Referring expression data:

◆ ◆ ◆ ◆ ◆ ◆ ◆

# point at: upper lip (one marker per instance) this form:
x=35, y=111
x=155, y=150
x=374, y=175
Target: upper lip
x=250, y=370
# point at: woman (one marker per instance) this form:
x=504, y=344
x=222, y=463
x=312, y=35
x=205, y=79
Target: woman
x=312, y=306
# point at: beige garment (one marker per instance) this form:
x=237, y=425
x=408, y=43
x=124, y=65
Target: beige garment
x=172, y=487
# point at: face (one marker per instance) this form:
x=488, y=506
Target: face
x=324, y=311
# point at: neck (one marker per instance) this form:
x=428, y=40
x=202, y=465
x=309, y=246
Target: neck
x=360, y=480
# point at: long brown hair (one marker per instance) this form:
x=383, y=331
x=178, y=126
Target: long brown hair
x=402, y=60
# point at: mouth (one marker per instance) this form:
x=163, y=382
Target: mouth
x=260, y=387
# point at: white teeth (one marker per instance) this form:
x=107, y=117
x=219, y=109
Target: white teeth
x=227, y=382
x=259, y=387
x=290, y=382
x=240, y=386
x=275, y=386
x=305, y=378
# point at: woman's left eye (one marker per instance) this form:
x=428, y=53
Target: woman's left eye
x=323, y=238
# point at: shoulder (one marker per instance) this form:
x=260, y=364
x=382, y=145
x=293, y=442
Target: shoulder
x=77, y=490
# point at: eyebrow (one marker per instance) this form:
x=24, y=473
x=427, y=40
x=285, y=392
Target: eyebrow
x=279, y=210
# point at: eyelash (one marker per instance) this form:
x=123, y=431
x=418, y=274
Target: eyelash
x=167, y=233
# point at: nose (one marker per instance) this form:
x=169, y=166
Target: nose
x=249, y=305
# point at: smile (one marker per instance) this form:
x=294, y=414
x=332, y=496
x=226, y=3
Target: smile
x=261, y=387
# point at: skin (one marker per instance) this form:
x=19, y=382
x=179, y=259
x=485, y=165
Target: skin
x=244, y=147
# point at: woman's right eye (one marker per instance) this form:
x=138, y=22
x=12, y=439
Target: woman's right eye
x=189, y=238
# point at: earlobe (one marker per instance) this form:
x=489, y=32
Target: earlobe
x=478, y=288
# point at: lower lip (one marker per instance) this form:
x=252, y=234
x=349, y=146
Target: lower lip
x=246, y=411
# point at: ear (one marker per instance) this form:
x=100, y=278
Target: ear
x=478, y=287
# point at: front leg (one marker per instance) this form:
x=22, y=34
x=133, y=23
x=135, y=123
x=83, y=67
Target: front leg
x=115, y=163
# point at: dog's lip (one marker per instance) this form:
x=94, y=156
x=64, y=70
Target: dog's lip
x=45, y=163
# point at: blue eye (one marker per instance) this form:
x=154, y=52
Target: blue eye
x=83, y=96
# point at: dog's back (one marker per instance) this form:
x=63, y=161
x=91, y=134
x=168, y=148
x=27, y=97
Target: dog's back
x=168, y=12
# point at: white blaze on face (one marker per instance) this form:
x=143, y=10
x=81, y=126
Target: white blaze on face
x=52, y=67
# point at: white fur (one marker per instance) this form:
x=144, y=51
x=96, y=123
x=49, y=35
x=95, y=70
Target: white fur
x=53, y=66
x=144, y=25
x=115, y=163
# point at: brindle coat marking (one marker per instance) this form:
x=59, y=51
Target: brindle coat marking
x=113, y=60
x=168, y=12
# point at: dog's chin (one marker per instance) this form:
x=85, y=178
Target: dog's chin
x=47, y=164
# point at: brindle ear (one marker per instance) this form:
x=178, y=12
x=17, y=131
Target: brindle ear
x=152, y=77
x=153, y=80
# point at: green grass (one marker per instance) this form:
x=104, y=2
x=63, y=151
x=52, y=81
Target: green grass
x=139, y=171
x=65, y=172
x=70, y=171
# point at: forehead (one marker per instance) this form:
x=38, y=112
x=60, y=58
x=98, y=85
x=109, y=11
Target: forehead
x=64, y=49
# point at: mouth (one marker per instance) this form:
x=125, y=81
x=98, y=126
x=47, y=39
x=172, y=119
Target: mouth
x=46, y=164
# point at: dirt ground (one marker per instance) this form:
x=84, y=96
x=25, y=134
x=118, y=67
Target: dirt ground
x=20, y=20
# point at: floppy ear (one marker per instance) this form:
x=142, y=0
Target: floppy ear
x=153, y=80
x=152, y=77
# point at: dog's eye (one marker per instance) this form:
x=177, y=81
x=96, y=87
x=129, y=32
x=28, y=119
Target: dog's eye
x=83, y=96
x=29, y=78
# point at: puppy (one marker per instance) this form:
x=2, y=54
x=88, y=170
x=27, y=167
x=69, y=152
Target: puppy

◆ ◆ ◆ ◆ ◆ ◆ ◆

Copy out each record above exactly, leaving nothing out.

# point at: upper lip (one marker per instance) this form:
x=35, y=111
x=155, y=150
x=374, y=175
Target: upper lip
x=250, y=370
# point at: woman (one marker per instance) this form:
x=504, y=344
x=222, y=463
x=312, y=35
x=205, y=79
Target: woman
x=312, y=306
# point at: beige garment (one marker per instance) this form:
x=237, y=425
x=408, y=43
x=124, y=65
Target: beige garment
x=172, y=487
# point at: face (one marker per instance) this form:
x=488, y=506
Target: face
x=324, y=311
# point at: neck (one marker per instance) this form:
x=428, y=40
x=202, y=465
x=309, y=246
Target: neck
x=360, y=480
# point at: long brown hair (one marker per instance) this form:
x=383, y=331
x=178, y=126
Target: long brown hair
x=402, y=60
# point at: mouth (one marker per instance) this form:
x=163, y=382
Target: mouth
x=260, y=387
# point at: white teeth (one marker per instance) this form:
x=107, y=117
x=219, y=109
Target: white teeth
x=227, y=382
x=259, y=387
x=290, y=382
x=240, y=386
x=275, y=386
x=305, y=378
# point at: woman's left eye (one marker per instance) this form:
x=428, y=53
Target: woman's left eye
x=323, y=238
# point at: shoulder (one marker per instance) this form:
x=260, y=364
x=382, y=145
x=293, y=442
Target: shoulder
x=77, y=490
# point at: eyebrow (one marker per instance) this form:
x=24, y=473
x=427, y=40
x=285, y=392
Target: eyebrow
x=279, y=210
# point at: eyelash (one marker per instance) this form:
x=123, y=431
x=418, y=274
Target: eyelash
x=167, y=233
# point at: nose (one marker per instance) this form:
x=169, y=166
Target: nose
x=249, y=305
# point at: smile (one marker per instance) this form:
x=294, y=414
x=332, y=496
x=226, y=3
Target: smile
x=261, y=387
# point at: skin (one marker per instance) this form:
x=19, y=382
x=179, y=259
x=485, y=165
Target: skin
x=244, y=147
# point at: woman's right eye (one marker per instance) this form:
x=138, y=22
x=12, y=439
Target: woman's right eye
x=189, y=238
# point at: earlobe (one marker per instance) this form:
x=489, y=32
Target: earlobe
x=478, y=288
# point at: lower lip (one marker per instance) this form:
x=252, y=234
x=349, y=146
Target: lower lip
x=246, y=411
# point at: ear (one marker per instance) this form:
x=100, y=278
Target: ear
x=478, y=287
# point at: front leg (one marker per instance) this form:
x=22, y=34
x=133, y=23
x=135, y=123
x=83, y=67
Target: front leg
x=115, y=163
# point at: dog's lip (one marker per instance) this form:
x=94, y=156
x=64, y=70
Target: dog's lip
x=45, y=163
# point at: blue eye (one marker per instance) this form:
x=154, y=52
Target: blue eye
x=83, y=96
# point at: dog's back (one marker per instance) this form:
x=63, y=161
x=91, y=134
x=168, y=148
x=27, y=97
Target: dog's back
x=168, y=12
# point at: white blaze on face (one marker per instance) this form:
x=143, y=10
x=81, y=126
Target: white blaze on face
x=52, y=67
# point at: white fur (one marker per instance) this form:
x=144, y=51
x=96, y=123
x=49, y=35
x=95, y=70
Target: white fur
x=53, y=66
x=144, y=25
x=115, y=163
# point at: brindle coat marking (one marker per instance) this form:
x=59, y=51
Target: brindle coat marking
x=113, y=60
x=168, y=12
# point at: dog's chin (one marker per instance) this form:
x=85, y=178
Target: dog's chin
x=47, y=164
# point at: brindle ear (one marker per instance) this form:
x=178, y=12
x=17, y=131
Target: brindle ear
x=152, y=77
x=153, y=80
# point at: green grass (one marker per instance) this form:
x=104, y=2
x=63, y=151
x=52, y=81
Target: green grass
x=139, y=171
x=65, y=172
x=70, y=171
# point at: forehead (one marker per instance) this form:
x=38, y=112
x=60, y=58
x=98, y=85
x=109, y=11
Target: forehead
x=64, y=49
# point at: mouth (one marker per instance) this form:
x=125, y=81
x=98, y=126
x=47, y=39
x=172, y=119
Target: mouth
x=46, y=164
# point at: dirt ground (one marker per instance) this form:
x=84, y=96
x=25, y=134
x=118, y=67
Target: dirt ground
x=20, y=20
# point at: floppy ear (one marker per instance) this form:
x=142, y=0
Target: floppy ear
x=153, y=80
x=152, y=77
# point at: dog's eye (one marker per instance) this form:
x=177, y=81
x=96, y=87
x=129, y=32
x=28, y=119
Target: dog's eye
x=83, y=96
x=29, y=78
# point at: puppy (one marker per instance) this form:
x=2, y=54
x=88, y=170
x=27, y=167
x=69, y=152
Target: puppy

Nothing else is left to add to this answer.